Yalnız canımı sıkan bir nokta vardı, o da yol arkadaşı bulamamak. Böyle bir yolculuk tanıdığım herkese ilginç geliyor, fakat "haydi gidelim" deyince bahaneler peşpeşe yağmaya başlıyordu. Artık umudumu kestiğim bir sırada Internet yardımıma koştu. 10 seneye yakın bir süredir Norveç'te yaşamakta olan bisiklet meraklısı bir Türk -sevgili Mete-, böyle bir turu çok ilginç bulduğunu ve yazın Türkiye'ye geleceğini söylüyordu! Aylarca yazışarak turumuzu planladık. Mart sonunda Mete İstanbul'a geldi. Yola çıkmamıza iki hafta kalmıştı ki Denizyolları'nın Karadeniz feribot seferinin iptal edildiğini öğrendik. İkimize de tam bir şok olmuştu. Ne bisikletleri otobüsle taşımak ne de evde oturmak söz konusu olabileceğine göre alternatif bir rota arayışına girdik. Geçen sene yalnız başıma Zeytinbağı'na kadar gidip Mudanya'dan deniz otobüsüyle dönerek hafif yollu bir keşif yapmış, bir gün devamını getirmeyi ummuştum. Mete'nin de aklına yattı ve böylece İstanbul-Bandırma rotasının temelleri atılmış oldu. Bandırma'dan da İstanbul'a feribot seferi yapıldığına göre niye olmasın dedik - ve yola koyulduk.... Haziran ayının ilk haftası, pazartesi sabahı Küçükyalı'dan hareket ettik. Sahilden Kartal'a gidip Yalova vapuruna bindik. İki saat sonra Yalova'da inene kadar yola çıkabildiğimize inanamıyordum. Mete ise daha bir gün önceden yol havasına girmişti!
------------------------------
» Görev Listesi:
1. Bisiklet turu anlatısında adı geçen bütün ulaşım araçlarını sıralayın.
2. Bisiklet turu anlatısını son cümlesinden sonra kaldığı yerden sürdürün.

Bir veri derlemesinden kayıtlar:
------------------------------
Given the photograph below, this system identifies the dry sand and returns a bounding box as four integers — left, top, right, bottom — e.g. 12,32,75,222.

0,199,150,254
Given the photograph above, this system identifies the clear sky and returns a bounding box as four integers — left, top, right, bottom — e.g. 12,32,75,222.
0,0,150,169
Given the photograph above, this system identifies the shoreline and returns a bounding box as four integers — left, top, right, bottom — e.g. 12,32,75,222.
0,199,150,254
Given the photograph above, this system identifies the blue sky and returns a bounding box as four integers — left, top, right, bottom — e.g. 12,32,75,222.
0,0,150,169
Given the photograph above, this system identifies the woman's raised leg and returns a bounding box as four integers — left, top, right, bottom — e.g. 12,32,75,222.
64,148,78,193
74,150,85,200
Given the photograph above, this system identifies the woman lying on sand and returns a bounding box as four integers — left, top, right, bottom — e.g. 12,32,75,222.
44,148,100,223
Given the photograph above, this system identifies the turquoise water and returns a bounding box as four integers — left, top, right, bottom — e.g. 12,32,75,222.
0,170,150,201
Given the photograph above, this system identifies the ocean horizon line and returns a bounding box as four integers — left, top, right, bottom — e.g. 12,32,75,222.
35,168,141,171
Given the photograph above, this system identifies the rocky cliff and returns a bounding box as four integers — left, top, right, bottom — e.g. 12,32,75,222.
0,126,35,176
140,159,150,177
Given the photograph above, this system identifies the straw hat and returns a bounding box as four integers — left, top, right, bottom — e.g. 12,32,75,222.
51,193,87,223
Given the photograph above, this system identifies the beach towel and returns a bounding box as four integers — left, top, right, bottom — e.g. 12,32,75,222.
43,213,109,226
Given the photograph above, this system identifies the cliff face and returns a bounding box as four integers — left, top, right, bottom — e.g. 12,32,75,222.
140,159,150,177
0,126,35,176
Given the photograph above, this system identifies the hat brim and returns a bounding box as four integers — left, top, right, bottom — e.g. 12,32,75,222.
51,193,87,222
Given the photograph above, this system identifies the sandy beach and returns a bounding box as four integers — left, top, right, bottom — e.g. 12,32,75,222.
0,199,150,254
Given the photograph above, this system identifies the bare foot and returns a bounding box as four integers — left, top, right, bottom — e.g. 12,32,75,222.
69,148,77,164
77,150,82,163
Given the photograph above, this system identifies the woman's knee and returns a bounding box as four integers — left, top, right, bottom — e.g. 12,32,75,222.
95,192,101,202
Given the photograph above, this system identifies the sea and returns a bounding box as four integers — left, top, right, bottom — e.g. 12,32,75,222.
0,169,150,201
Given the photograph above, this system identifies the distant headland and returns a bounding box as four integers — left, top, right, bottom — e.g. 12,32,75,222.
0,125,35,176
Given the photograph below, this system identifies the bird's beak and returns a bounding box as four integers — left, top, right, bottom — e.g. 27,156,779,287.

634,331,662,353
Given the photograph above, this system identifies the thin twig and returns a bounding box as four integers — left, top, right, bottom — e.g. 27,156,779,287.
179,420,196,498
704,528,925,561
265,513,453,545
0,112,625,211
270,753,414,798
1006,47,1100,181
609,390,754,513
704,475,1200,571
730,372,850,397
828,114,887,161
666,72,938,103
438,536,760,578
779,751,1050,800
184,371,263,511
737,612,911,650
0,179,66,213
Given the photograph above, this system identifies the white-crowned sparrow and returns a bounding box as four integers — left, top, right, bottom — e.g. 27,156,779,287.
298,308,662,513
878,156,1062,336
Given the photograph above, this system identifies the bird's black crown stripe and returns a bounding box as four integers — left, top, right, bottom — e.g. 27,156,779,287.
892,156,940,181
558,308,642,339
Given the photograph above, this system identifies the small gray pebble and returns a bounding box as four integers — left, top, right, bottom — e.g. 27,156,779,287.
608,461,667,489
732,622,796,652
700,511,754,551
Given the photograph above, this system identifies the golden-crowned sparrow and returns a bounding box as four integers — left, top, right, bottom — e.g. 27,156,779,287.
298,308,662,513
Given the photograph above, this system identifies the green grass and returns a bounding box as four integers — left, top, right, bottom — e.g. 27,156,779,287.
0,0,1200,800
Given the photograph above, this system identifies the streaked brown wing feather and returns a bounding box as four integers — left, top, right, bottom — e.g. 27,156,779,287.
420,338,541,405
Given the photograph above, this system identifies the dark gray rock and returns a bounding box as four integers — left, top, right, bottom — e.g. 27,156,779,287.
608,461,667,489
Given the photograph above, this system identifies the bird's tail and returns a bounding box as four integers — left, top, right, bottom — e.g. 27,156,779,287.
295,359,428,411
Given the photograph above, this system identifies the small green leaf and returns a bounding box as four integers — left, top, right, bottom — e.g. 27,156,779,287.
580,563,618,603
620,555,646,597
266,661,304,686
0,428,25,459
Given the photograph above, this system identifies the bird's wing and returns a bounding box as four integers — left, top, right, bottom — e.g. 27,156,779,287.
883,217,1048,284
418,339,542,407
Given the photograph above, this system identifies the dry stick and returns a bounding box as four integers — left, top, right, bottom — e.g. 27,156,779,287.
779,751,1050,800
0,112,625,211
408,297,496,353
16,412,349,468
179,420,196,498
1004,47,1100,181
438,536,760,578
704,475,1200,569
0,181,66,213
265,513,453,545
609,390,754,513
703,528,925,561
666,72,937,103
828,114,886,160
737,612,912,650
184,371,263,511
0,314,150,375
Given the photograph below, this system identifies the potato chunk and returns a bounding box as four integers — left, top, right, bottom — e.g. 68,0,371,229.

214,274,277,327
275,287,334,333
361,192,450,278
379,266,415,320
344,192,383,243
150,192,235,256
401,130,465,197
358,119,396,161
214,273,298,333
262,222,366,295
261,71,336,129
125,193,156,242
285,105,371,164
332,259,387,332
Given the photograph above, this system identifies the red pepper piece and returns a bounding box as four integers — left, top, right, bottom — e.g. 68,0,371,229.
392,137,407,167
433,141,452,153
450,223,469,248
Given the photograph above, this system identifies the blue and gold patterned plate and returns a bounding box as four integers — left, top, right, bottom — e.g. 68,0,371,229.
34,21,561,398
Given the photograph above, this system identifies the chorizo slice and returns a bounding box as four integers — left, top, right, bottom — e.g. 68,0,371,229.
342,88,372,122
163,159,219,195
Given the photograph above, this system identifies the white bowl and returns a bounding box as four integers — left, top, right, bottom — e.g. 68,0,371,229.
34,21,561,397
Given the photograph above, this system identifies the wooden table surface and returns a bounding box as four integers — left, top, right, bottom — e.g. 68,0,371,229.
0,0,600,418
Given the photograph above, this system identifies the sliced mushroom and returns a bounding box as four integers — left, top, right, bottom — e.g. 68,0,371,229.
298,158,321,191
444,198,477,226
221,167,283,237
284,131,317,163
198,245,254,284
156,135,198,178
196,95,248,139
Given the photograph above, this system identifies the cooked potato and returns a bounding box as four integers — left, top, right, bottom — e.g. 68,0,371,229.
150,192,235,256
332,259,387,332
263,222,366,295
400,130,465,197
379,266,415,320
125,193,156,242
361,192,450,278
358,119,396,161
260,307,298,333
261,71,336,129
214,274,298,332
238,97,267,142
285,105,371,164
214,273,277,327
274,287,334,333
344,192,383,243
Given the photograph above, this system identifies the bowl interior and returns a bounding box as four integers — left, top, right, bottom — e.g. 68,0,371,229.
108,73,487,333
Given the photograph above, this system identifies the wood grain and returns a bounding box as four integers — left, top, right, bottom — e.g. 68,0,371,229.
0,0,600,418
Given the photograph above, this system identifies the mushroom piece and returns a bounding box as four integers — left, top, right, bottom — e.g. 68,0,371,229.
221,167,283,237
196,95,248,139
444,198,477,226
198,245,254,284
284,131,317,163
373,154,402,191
------------------------------
» Görevlere Göre Sonuçlar:
1. bisiklet, feribot, otobüs, deniz otobüsü, vapur

2.
1. gün: Yalova - Armutlu
Yalova'dan son ikmalimizi yaptık (muzlarımızı aldık) ve ilk gece konaklayacağımız Armutlu'nun yolunu tuttuk. Çınarcık, Şenköy, Esenköy derken yol dikleşmeye başladı. Yükümüzün olabildiğince hafif olması için yanımıza çadır, uyku tulumu vs almamıştık. Gerçekten de -bir tek yer haricinde- buna pişman olmadık. Yine de bisikletler otuzar kiloyu bulmuştu. Öğle yemeği için yolda bir alabalık lokantasında mola verdik. Armutlu'ya yaklaştıkça tırmanışlar da artmaya başladı. 60. kilometrede başlayan uzun yokuş bizi iyice zorladı. Tabii ki her çıkışın bir inişi olduğunu hiç unutmadık ve moralimizi sağlam tuttuk! Günün tek problemi benim lastiklerimde baş gösterdi. Çıkışı takip eden uzun inişte lastiklerden garip sürtünme sesleri duymaya başladım. Özellikle hızlanıp da sonra fren yapınca başlıyor, bir süre geçmiyordu. Sonunda buldum: Yola çıkmadan yeni lastikler takmıştım. El pompasıyla bastığımız hava (~40psi) az gelmiş, fren yaptıkça lastikler jantın üzerinde dönüyorlardı. Süpapları kesmesinden korktuk ama korktuğumuz başımıza gelmedi. Akşama doğru Armutlu'ya vardık ve odaya bisikletleri de çıkarabildiğimiz mütevazı bir pansiyona yerleştik. Soğuk suyla duş aldık (mütevazı pansiyon demiştim, değil mi?). İlk işim lastikleri indirip geri çevirmek oldu. Armutlu'daki benzincide hava bulamayınca yoldaki ilk benzinciye kadar idare etmesi umuduyla yine elle şişirdim. Sonra akşam yemeğimizi yedik, biraz dolaştık. Armutlu küçük, sakin bir yer. Fazla gezip dolaşacak tarafı yok. Biz de yol yorgunluğuyla fazla geç olmadan yatıp uyuduk.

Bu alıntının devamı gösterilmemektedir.